=== Selected extract ===
[NVPTX] Bugfix: fix ODR issues in NVPTXSubtarget

gonzalobg · gonzalobg · commit c29b1aa2cf98 · 2024-07-11T19:10:57.000+02:00
diff --git a/llvm/lib/Target/NVPTX/NVPTXISelDAGToDAG.cpp b/llvm/lib/Target/NVPTX/NVPTXISelDAGToDAG.cpp
@@ -705,12 +705,8 @@ static unsigned int getCodeMemorySemantic(MemSDNode *N,
   AtomicOrdering Ordering = N->getSuccessOrdering();
   auto CodeAddrSpace = getCodeAddrSpace(N);
 
-  // Supports relaxed, acquire, release, weak:
-  bool hasAtomics =
-      Subtarget->getPTXVersion() >= 60 && Subtarget->getSmVersion() >= 70;
-  // Supports mmio:
-  bool hasRelaxedMMIO =
-      Subtarget->getPTXVersion() >= 82 && Subtarget->getSmVersion() >= 70;
+  bool HasMemoryOrdering = Subtarget->hasMemoryOrdering();
+  bool HasRelaxedMMIO = Subtarget->hasRelaxedMMIO();
 
   // TODO: lowering for SequentiallyConsistent Operations: for now, we error.

[Point annotation records]
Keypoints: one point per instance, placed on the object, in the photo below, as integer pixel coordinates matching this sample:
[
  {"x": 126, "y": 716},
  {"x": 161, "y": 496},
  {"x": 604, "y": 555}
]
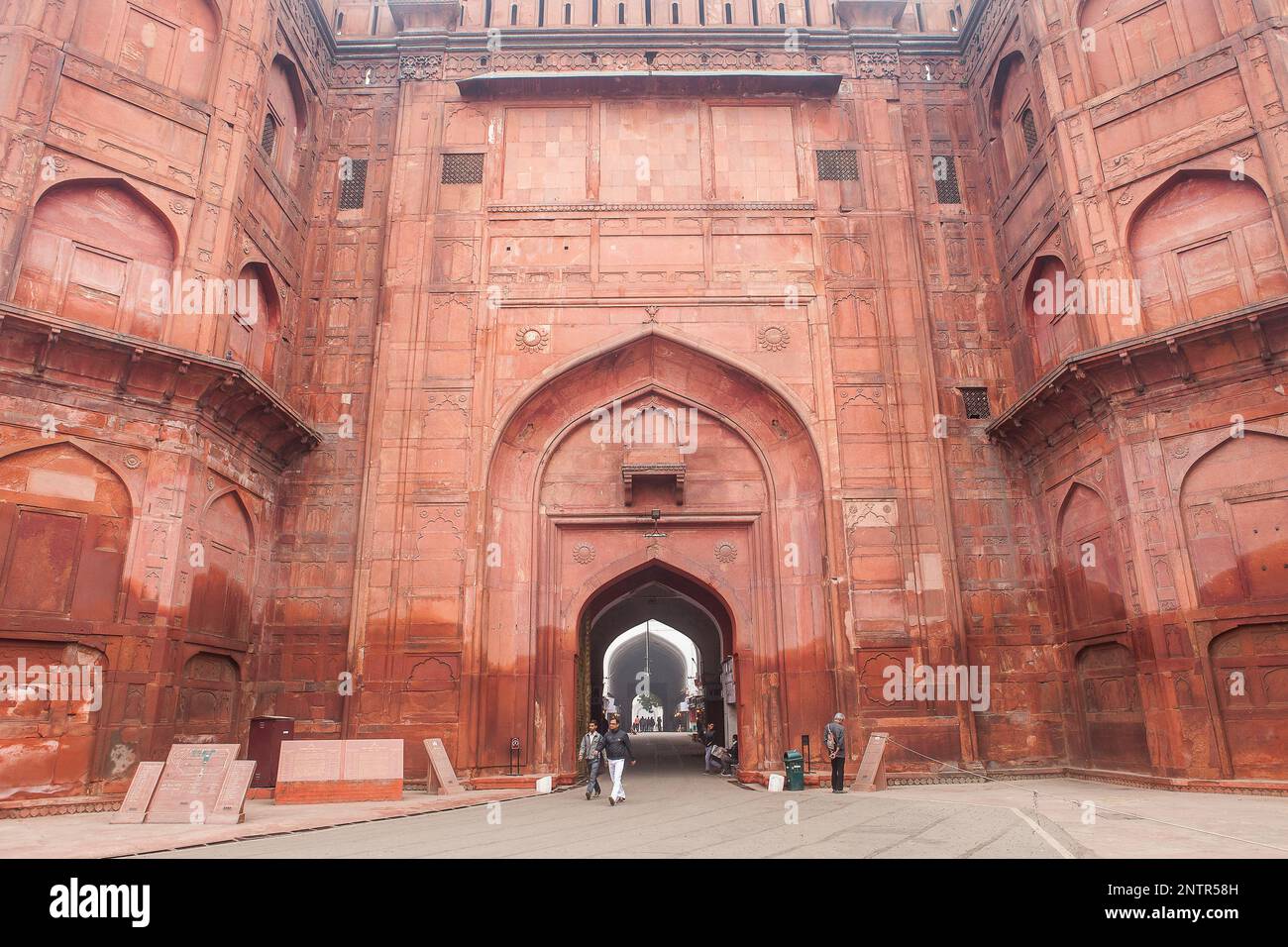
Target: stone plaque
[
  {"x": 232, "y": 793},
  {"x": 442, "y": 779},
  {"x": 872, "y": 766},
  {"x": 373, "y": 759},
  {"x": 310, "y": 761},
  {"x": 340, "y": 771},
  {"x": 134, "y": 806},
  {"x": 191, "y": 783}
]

=== Exercise requirements ===
In the NVPTX commit diff above, list every variable declared with type bool, from both the removed and the added lines.

=== The completed task ===
hasAtomics
hasRelaxedMMIO
HasMemoryOrdering
HasRelaxedMMIO